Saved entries
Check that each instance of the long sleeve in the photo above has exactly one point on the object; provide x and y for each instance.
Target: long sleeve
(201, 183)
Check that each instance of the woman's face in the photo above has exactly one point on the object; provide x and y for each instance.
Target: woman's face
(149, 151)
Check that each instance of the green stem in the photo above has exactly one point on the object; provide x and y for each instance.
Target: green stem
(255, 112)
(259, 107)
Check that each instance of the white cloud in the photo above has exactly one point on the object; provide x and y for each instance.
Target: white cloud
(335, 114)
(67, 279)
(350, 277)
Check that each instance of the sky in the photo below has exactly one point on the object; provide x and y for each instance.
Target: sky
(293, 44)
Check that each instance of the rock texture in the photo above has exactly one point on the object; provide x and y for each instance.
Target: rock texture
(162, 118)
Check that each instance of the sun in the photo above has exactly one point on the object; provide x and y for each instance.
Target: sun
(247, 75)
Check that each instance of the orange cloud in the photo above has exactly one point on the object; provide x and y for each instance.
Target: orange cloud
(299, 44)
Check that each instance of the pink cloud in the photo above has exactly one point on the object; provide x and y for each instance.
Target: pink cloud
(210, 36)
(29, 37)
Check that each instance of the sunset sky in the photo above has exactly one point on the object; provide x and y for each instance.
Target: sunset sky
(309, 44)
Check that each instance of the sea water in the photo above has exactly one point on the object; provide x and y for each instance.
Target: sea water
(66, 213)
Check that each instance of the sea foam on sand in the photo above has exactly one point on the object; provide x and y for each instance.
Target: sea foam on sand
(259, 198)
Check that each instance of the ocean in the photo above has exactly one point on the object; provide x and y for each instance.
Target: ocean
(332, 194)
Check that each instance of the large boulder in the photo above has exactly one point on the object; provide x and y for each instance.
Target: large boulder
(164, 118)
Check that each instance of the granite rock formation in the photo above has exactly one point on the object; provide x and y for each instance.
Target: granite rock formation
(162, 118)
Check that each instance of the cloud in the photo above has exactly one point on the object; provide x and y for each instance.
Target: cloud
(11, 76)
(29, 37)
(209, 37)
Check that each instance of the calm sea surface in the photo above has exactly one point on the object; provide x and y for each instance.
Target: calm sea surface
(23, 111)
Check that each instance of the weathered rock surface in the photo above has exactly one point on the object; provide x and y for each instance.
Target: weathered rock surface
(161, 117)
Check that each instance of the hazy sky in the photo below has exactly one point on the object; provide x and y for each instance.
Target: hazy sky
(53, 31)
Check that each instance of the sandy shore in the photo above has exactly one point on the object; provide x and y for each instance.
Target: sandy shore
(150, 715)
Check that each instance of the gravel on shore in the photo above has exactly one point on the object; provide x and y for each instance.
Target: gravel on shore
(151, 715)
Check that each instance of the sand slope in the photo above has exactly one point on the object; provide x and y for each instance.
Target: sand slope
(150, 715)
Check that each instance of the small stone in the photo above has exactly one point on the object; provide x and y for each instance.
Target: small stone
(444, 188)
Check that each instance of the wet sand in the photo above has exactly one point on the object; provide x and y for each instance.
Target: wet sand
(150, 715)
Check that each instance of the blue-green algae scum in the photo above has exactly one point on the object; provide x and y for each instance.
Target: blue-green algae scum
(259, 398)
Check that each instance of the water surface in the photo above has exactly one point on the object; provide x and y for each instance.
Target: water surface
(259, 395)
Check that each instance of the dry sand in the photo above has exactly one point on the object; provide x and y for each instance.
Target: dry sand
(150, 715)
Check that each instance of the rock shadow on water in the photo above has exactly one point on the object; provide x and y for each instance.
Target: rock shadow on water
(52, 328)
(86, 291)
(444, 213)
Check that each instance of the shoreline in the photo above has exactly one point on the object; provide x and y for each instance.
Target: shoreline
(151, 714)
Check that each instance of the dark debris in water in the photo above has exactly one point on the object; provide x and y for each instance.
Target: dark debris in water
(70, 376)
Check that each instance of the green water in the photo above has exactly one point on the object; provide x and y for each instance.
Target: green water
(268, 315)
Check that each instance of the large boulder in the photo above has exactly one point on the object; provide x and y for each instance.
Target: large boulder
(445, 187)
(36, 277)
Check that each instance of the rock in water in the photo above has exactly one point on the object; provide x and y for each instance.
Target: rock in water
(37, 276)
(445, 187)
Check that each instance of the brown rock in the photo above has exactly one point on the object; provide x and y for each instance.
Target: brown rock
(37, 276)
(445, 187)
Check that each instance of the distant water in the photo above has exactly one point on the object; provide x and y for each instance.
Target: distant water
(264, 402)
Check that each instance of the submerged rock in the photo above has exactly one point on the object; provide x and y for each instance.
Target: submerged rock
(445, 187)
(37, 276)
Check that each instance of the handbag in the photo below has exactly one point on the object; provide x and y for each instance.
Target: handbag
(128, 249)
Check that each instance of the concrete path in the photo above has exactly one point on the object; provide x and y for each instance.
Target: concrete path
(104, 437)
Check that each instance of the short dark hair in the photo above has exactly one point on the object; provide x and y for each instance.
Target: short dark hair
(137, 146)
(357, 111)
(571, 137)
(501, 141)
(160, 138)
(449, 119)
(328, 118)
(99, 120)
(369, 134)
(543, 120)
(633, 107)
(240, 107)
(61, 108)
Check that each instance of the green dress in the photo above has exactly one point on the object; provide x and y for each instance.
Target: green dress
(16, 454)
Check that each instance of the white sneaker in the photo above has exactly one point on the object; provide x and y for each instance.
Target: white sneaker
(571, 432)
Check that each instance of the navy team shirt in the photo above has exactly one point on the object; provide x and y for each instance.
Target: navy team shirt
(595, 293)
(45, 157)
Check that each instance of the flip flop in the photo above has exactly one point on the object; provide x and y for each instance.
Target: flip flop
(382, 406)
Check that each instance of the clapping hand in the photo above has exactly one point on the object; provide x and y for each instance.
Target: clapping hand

▶ [TRY IT]
Line by line, copy the entries above exactly as they appear.

▶ [TASK SOLUTION]
Check that each instance of the long sleeve in the photo above has exactly one point on the object; provide x and y for each instance.
Target: long sleeve
(201, 183)
Check that each instance of the woman's face in the photo above has exactly one point on the object; provide x and y for each instance.
Target: woman's face
(149, 151)
Check that each instance of the green stem in the photo above has exactly one point on the object; provide x and y for each instance.
Target: green stem
(255, 112)
(259, 107)
Check that each instance of the white cloud in the photo above has exactly one point on the object; provide x and y for each instance.
Target: white cloud
(335, 114)
(67, 279)
(350, 277)
Check that each instance of the sky in the photo below has exactly one point on the object; provide x and y for each instance.
Target: sky
(293, 44)
Check that each instance of the rock texture in the photo above has exactly one point on the object; provide x and y for each instance.
Target: rock texture
(162, 118)
Check that each instance of the sun in the photo above has exactly one point on the object; provide x and y for each instance.
Target: sun
(247, 75)
Check that each instance of the orange cloud in the photo above has exactly one point on the object; provide x and y for each instance.
Target: orange cloud
(299, 44)
Check that each instance of the pink cloud in the photo above has exactly one point on the object; provide x and y for each instance.
Target: pink cloud
(210, 36)
(29, 37)
Check that each instance of the sunset sky in the photo above has exactly one point on the object; provide x and y for each instance.
Target: sunset sky
(309, 44)
Check that each instance of the sea water in the photo above has exactly one point on the object; provide x and y for each instance.
Target: sea water
(66, 213)
Check that each instance of the sea foam on sand in the photo above has exactly one point on the object; provide x and y for each instance.
Target: sea foam on sand
(259, 198)
Check that each instance of the ocean in the photo above has exactly one point on the object; provide x and y for each instance.
Target: ocean
(332, 194)
Check that each instance of the large boulder in the photo above has exactly one point on the object; provide x and y for each instance.
Target: large boulder
(164, 118)
Check that each instance of the granite rock formation in the photo above has exactly one point on the object; provide x and y for each instance.
Target: granite rock formation
(162, 118)
Check that each instance of the cloud in the photo above has exactly one point on the object; provide x and y for each instance.
Target: cloud
(11, 76)
(29, 37)
(209, 37)
Check that each instance of the calm sea surface in the photo above has exactly one point on the object; provide x and y for each instance.
Target: calm sea surface
(23, 111)
Check that each instance of the weathered rock surface in the photo above has exactly one point on the object; provide x and y for each instance.
Target: weathered rock surface
(161, 117)
Check that each instance of the hazy sky in the photo below has exactly one point on the object; provide x and y for each instance.
Target: hazy sky
(53, 31)
Check that each instance of the sandy shore in the photo above has exactly one point on the object; provide x and y for each instance.
Target: sandy shore
(150, 715)
Check that each instance of the gravel on shore in the photo above has exactly one point on the object; provide x and y for each instance.
Target: gravel on shore
(151, 715)
Check that each instance of the sand slope in the photo above has exactly one point on the object; provide x and y for each instance.
Target: sand slope
(150, 715)
Check that each instance of the small stone in the photo above has exactly one point on the object; provide x and y for each instance.
Target: small stone
(444, 188)
Check that each instance of the wet sand in the photo above has exactly one point on the object; provide x and y for each instance.
Target: wet sand
(150, 715)
Check that each instance of the blue-green algae scum in the photo above has exactly one point on the object; provide x and y for each instance.
Target: blue-green algae scum
(259, 398)
Check that each instance of the water surface in the photo above has exactly one point on the object; provide x and y for each instance.
Target: water surface
(259, 395)
Check that each instance of the dry sand in the photo above has exactly one point on the object; provide x and y for each instance.
Target: dry sand
(150, 715)
Check that each instance of the rock shadow on water in the photo above has exactly one point on the object; provide x and y for each instance.
Target: rock shadow on water
(52, 328)
(86, 291)
(444, 213)
Check that each instance of the shoreline in the photo above has exactly one point on the object; provide x and y for each instance.
Target: shoreline
(151, 714)
Check that each instance of the dark debris in water in the photo above has exactly one point on the object; provide x and y for each instance.
Target: dark debris in water
(70, 376)
Check that each instance of the green water in the photo above has exactly one point on the object; provide x and y for each instance.
Target: green water
(268, 315)
Check that each instance of the large boulder in the photo above has exactly one point on the object; provide x and y for each instance.
Target: large boulder
(445, 187)
(36, 277)
Check that each instance of the rock in water in the photo above has exactly one point on the object; provide x and y for each instance.
Target: rock in water
(37, 276)
(445, 187)
Check that each instance of the brown rock in the photo above has exactly one point on the object; provide x and y for each instance.
Target: brown rock
(37, 276)
(445, 187)
Check that each instance of the distant water in the photo above has exactly one point on the object; provide x and y for each instance.
Target: distant water
(264, 402)
Check that each instance of the submerged rock in the photo above has exactly one point on the object; provide x and y for each instance.
Target: submerged rock
(445, 187)
(37, 276)
Check that each instance of the handbag in the photo below has exactly one point on the object; provide x and y for each instance.
Target: handbag
(128, 249)
Check that each instance of the concrete path in the photo above has exactly one point on the object; provide x and y for each instance.
Target: concrete path
(104, 437)
Check that each instance of the short dark hair in the photo above has exactly one point on the object; provide x and y for each instance.
Target: short dark hair
(137, 146)
(357, 111)
(571, 137)
(501, 141)
(160, 138)
(449, 119)
(328, 118)
(99, 120)
(369, 134)
(543, 120)
(633, 107)
(240, 107)
(61, 108)
Check that each instance of the green dress in the photo above has exactly one point on the object; provide x and y for each instance.
Target: green dress
(16, 454)
Check that each instance of the white sneaker in the photo above has exactly one point on the object; provide x and y for each instance.
Target: white sneaker
(571, 432)
Check that each instance of the navy team shirt in the photo above has exactly one point on the object; provide x and y for each instance.
Target: navy team shirt
(595, 293)
(45, 157)
Check that each instance of the flip flop in the photo above has exactly one point on the object; provide x and y for each instance.
Target: flip flop
(382, 406)
Check that each instance of the clapping hand in the photo above has exactly one point on the object; provide x and y for each instance.
Target: clapping hand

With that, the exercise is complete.